### Your task
Quote word for word the lines of the material below, starting at the line that contains "light fixture, one" and ending at the line that contains "x=393, y=101", both included.

___

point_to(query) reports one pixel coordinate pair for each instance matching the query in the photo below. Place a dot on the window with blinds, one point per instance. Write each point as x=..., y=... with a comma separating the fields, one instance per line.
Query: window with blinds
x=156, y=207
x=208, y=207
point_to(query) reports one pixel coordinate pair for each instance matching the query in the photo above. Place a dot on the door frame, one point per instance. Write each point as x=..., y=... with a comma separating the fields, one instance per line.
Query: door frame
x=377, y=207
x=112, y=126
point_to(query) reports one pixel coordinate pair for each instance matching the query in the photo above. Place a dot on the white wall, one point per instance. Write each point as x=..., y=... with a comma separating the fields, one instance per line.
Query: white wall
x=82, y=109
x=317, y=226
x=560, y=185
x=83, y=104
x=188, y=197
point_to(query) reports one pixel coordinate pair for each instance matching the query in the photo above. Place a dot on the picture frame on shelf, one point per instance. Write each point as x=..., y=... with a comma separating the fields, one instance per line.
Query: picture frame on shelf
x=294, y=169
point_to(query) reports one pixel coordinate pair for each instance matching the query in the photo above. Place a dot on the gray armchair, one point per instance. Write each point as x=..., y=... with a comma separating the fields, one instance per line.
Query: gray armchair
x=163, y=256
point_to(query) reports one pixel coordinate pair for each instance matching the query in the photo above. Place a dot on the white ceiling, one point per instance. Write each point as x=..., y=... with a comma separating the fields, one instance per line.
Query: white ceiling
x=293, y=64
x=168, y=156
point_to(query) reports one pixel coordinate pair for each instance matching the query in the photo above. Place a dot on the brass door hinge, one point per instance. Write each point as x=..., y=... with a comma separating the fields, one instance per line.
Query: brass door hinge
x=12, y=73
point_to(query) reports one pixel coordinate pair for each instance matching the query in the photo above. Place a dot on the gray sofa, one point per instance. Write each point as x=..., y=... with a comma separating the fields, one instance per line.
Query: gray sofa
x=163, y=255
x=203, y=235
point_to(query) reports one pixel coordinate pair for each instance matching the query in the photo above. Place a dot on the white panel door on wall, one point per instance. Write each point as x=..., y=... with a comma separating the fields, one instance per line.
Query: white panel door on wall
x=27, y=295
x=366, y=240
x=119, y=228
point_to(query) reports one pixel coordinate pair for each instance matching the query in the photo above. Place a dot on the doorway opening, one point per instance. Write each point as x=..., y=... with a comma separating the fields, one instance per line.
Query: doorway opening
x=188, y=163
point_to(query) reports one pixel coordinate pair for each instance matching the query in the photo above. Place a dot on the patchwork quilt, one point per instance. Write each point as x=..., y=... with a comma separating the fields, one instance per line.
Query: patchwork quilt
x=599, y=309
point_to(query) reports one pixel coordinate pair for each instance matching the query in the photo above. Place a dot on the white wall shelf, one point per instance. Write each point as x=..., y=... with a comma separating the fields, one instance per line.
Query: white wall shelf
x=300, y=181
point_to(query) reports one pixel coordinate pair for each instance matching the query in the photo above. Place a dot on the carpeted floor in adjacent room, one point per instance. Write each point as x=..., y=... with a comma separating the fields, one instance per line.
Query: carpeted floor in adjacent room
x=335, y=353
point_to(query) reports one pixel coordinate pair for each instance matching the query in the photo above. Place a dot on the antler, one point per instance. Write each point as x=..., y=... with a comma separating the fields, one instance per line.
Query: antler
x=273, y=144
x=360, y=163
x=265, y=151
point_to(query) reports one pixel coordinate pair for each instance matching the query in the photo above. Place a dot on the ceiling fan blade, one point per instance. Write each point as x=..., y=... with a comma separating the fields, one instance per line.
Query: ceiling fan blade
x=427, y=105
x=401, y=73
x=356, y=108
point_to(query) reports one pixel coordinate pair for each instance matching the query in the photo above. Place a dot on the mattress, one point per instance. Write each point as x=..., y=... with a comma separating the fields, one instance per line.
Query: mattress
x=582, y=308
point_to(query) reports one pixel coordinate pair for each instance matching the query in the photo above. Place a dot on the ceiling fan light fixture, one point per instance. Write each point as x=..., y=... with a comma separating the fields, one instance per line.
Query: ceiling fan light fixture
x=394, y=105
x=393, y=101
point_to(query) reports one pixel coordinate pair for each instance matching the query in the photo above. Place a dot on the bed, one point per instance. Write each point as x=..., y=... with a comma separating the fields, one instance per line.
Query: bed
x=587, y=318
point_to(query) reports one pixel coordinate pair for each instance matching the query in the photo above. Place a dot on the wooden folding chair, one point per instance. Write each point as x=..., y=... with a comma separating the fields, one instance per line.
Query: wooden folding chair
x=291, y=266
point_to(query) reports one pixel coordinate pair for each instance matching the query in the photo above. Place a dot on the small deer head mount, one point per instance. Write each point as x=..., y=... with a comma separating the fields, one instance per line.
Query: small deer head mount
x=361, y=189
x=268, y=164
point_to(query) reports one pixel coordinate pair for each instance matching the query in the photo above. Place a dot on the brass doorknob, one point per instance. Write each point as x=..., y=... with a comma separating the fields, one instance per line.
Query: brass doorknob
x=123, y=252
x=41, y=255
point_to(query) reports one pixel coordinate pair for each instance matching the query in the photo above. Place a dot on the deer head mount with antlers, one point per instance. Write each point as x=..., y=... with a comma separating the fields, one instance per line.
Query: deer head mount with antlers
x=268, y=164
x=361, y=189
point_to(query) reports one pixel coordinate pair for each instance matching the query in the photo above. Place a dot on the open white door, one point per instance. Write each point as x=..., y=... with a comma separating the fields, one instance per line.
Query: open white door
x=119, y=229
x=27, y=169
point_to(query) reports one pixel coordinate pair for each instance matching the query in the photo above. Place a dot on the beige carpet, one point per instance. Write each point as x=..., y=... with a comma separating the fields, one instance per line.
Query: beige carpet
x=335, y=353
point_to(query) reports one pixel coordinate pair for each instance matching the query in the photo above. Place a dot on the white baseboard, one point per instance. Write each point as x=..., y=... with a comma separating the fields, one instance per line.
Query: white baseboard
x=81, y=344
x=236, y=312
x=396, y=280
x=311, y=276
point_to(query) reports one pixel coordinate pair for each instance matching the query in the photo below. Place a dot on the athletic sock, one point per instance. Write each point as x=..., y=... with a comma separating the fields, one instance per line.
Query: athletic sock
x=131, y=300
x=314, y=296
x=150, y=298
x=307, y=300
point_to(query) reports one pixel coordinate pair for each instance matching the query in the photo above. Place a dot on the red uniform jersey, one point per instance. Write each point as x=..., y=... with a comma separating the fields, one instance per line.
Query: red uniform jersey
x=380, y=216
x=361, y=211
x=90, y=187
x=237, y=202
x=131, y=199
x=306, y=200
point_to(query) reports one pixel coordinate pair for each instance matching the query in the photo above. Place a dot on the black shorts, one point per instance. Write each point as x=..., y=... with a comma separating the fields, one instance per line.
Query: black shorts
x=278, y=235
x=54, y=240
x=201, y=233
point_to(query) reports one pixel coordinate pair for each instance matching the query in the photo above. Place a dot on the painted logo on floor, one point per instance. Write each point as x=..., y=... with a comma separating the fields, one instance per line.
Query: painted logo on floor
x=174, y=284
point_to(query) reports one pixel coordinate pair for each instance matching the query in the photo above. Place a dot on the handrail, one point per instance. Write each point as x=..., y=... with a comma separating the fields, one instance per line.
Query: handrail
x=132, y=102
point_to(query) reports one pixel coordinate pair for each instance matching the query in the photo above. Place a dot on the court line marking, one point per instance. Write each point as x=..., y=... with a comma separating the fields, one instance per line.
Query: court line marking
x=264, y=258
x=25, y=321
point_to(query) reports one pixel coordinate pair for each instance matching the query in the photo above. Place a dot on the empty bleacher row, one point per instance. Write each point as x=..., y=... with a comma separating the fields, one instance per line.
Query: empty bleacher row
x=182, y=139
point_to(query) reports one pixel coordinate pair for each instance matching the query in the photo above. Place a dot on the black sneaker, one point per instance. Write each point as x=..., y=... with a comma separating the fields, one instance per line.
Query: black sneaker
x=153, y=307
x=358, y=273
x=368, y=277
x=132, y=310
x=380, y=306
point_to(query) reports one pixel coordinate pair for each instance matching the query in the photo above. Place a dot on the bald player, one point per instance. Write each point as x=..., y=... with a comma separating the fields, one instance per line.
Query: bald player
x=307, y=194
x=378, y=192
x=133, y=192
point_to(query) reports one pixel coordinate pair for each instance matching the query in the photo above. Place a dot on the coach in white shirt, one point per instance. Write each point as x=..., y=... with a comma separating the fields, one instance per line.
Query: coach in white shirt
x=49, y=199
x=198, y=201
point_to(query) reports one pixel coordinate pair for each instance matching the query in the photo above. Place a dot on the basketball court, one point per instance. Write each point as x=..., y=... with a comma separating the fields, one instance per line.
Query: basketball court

___

### Output below
point_to(query) reports one pixel coordinate pair for each instance matching the query in the photo above. Place a dot on the ceiling fan light fixture, one point per instance. Write each point as x=..., y=... with a comma separating the fields, one instance per line.
Query: ceiling fan light fixture
x=394, y=105
x=393, y=101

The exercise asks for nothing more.